==== Passage
SAFER RUNWAYS IN REMOTE AUSTRALIA
|8 May 2007||011TRS/Budget|
The Australian Government will spend $22 million over the next four years ($1.5 million in 2007-08) to contribute to improved safety at up to 300 airstrips in remote and isolated areas of Australia.
The Deputy Prime Minister and Minister for Transport and Regional Services, Mark Vaile, made the announcement today.
"Many communities in remote Australia depend on air services for essential supplies, mail, passenger transport and medical care, especially if their roads become unusable because of the weather," Mr Vaile said.
"The Australian Government subsidises a weekly air service to more than 230 isolated communities under the Remote Air Services Subsidy (RASS) scheme, but a growing number of the airstrips used by those communities need to be upgraded.
"In addition, many other isolated airstrips used by the Royal Flying Doctor Service need essential repairs and maintenance.
"The funding announced today will be available to upgrade up to 300 airstrips in remote and isolated communities that:
- receive weekly air services under the RASS scheme or are eligible to receive air services under the scheme; or
- would be eligible to receive RASS services if their airstrip was upgraded to meet the scheme's safety standards; or
- need a better airstrip to support the operations of the Royal Flying Doctor Service.
"The funding will be available to repair and upgrade runway surfaces, safety equipment such as runway lighting and navigation aids, and infrastructure such as fences and gates. The scheme will not cover terminals, buildings, hangars or on-airport commercial developments.
"The funding will generally be provided on a joint basis with the state or territory government and the airstrip owner, which will usually be a local council or Indigenous organisation," he said.
The Government will release the guidelines for the new scheme in June.
========
==== Data supplied
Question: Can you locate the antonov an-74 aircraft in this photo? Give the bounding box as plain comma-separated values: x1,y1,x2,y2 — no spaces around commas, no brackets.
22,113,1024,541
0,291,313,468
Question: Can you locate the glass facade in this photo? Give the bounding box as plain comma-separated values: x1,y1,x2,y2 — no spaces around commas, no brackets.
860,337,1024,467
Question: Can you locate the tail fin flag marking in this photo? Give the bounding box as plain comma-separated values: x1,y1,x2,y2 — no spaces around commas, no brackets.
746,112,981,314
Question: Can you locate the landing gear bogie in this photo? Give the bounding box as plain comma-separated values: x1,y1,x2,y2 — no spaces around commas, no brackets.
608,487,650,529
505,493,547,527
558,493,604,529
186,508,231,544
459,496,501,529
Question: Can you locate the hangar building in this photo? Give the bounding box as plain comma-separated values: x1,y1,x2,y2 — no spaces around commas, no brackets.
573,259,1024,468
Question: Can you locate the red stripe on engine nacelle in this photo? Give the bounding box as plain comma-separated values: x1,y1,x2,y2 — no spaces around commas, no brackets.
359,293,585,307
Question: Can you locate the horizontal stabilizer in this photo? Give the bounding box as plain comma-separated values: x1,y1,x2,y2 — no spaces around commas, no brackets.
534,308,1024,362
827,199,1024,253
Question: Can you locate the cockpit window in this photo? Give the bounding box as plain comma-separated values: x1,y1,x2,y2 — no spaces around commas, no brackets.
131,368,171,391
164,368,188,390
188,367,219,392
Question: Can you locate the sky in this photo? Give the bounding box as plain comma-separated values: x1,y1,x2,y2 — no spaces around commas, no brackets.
========
Reproduce verbatim the portion of the runway safety announcement that opens with the words containing "SAFER RUNWAYS IN" and closes with "areas of Australia.".

> **Answer for the task**:
SAFER RUNWAYS IN REMOTE AUSTRALIA
|8 May 2007||011TRS/Budget|
The Australian Government will spend $22 million over the next four years ($1.5 million in 2007-08) to contribute to improved safety at up to 300 airstrips in remote and isolated areas of Australia.